→ Task to carry out
Find each line of the data below that contains the string "plank", and copy those lines out.
***** Given records
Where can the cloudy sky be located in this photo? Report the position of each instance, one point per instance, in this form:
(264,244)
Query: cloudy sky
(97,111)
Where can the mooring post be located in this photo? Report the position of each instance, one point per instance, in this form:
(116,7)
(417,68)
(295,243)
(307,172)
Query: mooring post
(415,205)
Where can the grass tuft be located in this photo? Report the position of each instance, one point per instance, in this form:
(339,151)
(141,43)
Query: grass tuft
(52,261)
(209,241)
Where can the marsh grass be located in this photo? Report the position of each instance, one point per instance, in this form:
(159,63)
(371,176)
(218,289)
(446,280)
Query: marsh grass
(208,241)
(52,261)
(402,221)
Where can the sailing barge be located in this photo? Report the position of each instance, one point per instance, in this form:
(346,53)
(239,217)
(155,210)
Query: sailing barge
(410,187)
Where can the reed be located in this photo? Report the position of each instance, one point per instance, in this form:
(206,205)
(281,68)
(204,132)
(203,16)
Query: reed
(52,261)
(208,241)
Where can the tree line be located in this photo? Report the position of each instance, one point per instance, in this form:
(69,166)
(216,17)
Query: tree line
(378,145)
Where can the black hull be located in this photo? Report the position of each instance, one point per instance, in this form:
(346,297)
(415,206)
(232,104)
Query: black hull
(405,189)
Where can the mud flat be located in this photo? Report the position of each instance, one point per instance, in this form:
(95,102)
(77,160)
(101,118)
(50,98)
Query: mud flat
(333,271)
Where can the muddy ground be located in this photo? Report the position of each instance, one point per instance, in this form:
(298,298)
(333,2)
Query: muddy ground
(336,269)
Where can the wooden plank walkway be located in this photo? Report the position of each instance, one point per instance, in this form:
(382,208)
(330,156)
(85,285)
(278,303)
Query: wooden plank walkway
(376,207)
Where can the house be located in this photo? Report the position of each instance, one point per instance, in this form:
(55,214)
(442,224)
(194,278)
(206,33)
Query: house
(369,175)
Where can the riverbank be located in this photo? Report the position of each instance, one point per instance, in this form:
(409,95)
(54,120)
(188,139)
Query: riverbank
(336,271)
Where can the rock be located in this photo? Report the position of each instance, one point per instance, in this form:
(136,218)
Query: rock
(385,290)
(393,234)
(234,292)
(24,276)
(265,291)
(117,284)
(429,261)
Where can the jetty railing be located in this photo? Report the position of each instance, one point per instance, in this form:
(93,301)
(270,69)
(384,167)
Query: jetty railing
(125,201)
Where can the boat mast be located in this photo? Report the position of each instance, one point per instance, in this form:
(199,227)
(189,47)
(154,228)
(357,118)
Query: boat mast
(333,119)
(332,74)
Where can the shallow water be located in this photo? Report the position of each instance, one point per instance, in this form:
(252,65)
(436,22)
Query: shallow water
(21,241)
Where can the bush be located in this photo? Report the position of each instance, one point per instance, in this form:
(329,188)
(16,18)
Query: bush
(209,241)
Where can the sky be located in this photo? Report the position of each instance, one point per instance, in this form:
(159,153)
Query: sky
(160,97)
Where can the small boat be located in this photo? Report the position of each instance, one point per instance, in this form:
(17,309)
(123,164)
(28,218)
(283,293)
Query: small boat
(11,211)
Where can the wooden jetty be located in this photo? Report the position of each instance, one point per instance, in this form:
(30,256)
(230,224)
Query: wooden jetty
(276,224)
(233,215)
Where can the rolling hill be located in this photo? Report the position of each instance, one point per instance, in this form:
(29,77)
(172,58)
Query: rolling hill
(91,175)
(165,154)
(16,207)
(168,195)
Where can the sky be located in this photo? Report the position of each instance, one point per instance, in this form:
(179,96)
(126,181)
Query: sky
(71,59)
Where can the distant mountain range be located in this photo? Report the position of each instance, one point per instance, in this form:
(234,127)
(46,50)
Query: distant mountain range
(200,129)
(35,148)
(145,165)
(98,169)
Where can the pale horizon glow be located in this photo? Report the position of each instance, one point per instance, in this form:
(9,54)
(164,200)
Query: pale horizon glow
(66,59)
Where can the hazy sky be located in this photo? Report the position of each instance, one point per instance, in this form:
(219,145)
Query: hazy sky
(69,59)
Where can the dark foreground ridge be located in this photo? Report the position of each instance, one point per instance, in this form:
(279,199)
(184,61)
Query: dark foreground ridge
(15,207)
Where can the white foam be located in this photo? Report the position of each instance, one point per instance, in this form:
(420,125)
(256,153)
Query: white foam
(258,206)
**********
***** Given records
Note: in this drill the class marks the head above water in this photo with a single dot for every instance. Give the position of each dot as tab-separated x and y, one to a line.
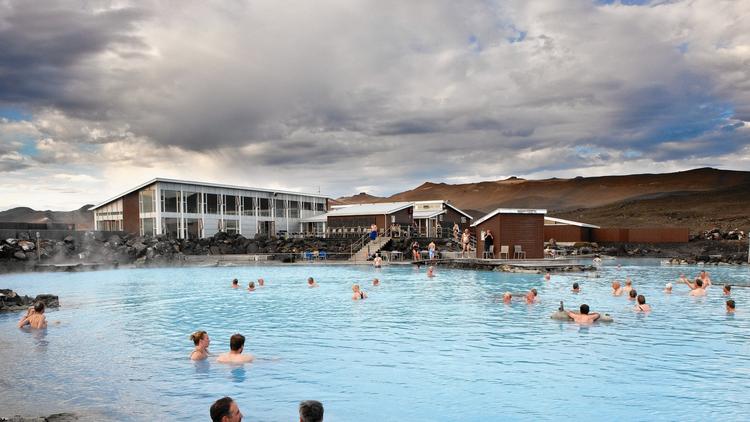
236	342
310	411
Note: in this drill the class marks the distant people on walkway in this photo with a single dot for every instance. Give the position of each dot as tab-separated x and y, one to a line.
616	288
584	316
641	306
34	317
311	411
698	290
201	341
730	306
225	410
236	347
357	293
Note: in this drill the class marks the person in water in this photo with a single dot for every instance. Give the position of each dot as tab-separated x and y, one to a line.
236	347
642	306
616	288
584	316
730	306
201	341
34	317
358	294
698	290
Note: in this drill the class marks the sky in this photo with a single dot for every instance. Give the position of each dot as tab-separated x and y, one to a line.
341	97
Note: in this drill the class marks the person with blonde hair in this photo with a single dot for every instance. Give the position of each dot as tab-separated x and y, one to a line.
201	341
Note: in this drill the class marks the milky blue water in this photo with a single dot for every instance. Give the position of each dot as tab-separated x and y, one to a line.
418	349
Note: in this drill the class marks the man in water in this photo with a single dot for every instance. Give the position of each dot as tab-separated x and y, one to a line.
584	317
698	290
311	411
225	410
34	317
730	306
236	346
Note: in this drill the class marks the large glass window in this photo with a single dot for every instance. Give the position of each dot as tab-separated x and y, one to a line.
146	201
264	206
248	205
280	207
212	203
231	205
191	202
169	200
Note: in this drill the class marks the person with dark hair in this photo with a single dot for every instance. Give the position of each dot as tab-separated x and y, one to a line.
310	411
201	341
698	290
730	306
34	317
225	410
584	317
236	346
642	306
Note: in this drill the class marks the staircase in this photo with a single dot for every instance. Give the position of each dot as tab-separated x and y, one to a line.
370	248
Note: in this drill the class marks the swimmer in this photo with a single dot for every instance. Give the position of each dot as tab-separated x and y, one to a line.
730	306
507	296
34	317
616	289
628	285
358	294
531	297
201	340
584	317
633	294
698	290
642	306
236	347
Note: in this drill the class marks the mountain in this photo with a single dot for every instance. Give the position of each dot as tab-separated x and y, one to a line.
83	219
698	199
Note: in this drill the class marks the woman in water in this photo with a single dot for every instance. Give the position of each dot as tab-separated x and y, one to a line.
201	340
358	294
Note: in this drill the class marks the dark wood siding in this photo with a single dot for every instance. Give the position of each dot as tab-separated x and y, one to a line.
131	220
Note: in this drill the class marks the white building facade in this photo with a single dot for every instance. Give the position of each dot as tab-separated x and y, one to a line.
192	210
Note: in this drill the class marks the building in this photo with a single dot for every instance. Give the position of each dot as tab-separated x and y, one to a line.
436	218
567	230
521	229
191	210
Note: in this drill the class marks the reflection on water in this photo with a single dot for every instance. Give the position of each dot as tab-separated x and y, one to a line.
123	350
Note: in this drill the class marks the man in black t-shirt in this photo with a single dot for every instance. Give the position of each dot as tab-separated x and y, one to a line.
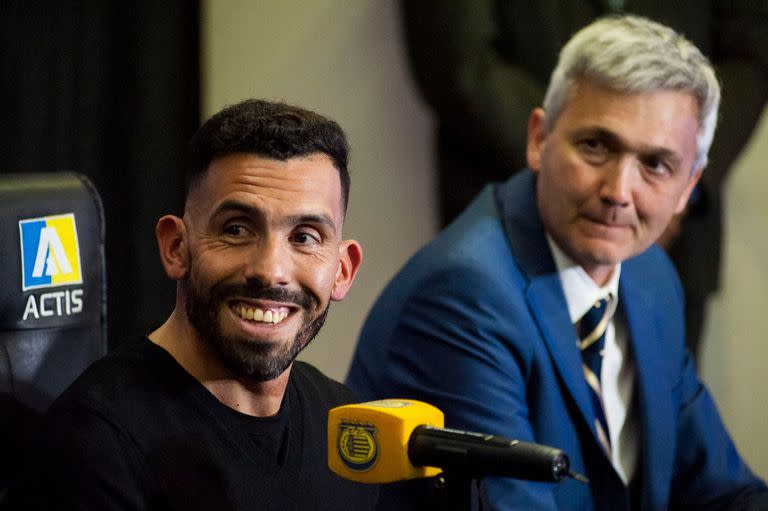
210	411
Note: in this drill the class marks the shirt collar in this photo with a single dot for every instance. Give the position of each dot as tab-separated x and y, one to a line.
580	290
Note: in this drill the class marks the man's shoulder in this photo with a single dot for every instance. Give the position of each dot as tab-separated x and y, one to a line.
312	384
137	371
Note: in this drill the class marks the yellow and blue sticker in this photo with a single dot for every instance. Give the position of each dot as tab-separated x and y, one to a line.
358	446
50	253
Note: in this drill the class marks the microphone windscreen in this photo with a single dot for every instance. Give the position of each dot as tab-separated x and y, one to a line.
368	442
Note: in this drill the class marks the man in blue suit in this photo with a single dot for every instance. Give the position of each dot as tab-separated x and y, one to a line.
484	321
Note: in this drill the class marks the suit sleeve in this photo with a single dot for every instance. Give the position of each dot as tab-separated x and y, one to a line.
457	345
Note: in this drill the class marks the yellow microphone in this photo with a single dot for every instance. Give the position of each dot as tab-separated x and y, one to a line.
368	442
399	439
**********
→ Task response
Where can the wooden plank walkway be located in this photo? Report the position of each instance, one point per instance, in this form:
Query: wooden plank walkway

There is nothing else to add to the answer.